VOS CONSIGNES:
Poursuivez le texte sur l'ancien braconnier devenu éleveur de moutons au Bénin, en reprenant juste après sa dernière phrase.

TEXTE À ANALYSER:
LES POINTS MARQUANTS
  • Au Bénin comme ailleurs, l’activité humaine exerce une forte pression sur la faune et la flore des zones naturelles protégées.
  • Ancien braconnier, Antoine Loana, est désormais un éleveur de moutons très prospère grâce au mécanisme des Activités génératrices de revenus (AGR).
  • Cette initiative a permis de réduire le braconnage et de rétablir la quiétude dans les parcs nationaux de Pendjari et W.

TANGUIÉTA, le 23 février 2017─« Le braconnage n’a plus d’avenir si l’esprit entrepreneurial d’Antoine Loana se propage dans tous les villages riverains des réserves de biosphère », remarque en souriant un expert de la Banque mondiale à la fin d’une visite de site de projet. Nous sommes à Batia, dernier village avant l’entrée du Parc national de la Pendjari au Bénin. Dans le quartier de Coallegou, Antoine Loana, la cinquantaine révolue, vient de présenter à cette équipe de la Banque mondiale son nouveau cheptel de moutons qui fait aujourd’hui de lui l’une des fiertés de sa localité.

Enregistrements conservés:
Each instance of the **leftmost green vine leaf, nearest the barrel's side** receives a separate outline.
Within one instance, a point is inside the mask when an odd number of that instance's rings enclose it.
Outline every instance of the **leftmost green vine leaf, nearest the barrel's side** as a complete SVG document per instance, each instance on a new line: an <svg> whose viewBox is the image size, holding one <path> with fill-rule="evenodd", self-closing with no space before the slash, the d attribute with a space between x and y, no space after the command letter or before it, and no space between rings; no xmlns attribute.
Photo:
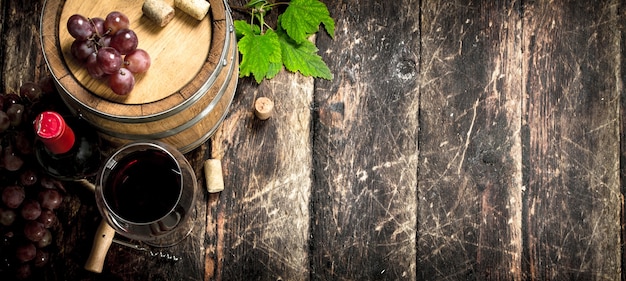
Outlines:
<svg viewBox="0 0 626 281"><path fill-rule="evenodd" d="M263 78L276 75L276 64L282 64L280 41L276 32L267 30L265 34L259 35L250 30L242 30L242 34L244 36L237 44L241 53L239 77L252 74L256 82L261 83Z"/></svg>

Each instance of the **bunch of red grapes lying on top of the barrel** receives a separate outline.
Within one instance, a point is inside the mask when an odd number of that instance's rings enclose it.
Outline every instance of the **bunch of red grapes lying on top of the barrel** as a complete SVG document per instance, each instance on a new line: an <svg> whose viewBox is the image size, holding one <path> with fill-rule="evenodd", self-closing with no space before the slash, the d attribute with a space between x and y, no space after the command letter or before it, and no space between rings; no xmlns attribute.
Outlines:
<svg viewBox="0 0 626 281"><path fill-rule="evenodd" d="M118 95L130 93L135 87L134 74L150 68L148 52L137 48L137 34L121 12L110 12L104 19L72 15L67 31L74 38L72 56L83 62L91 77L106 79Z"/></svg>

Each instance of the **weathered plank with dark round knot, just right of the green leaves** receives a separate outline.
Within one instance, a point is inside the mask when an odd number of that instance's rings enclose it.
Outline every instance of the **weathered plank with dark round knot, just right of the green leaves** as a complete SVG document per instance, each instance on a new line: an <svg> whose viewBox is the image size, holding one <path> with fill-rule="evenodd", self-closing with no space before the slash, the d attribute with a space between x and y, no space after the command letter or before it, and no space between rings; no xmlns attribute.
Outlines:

SECTION RÉPONSE:
Il y a deux ans, une subvention de 1,2 millions de francs CFA du Projet d’appui à la gestion des aires protégées (PAGAP), lui a permis de développer et de donner une autre envergure à son activité d’élevage qu’il exerçait jusque-ici de manière informelle. Construction d’une bergerie en matériaux pérennes, adoption de techniques de pâturage, formation à l’entretien et aux soins des bêtes, une réelle transformation s’est opérée dans sa vie et celle de son entourage. 


« Les activités génératrices de revenus ont indéniablement réduit les pressions exercées sur le parc. Aujourd’hui, quand vous êtes en contact avec notre faune, on sent que la quiétude est revenue. »

Boukari Warakpe

Directeur général du Centre national de gestion des ressources naturelles (CENAGREF)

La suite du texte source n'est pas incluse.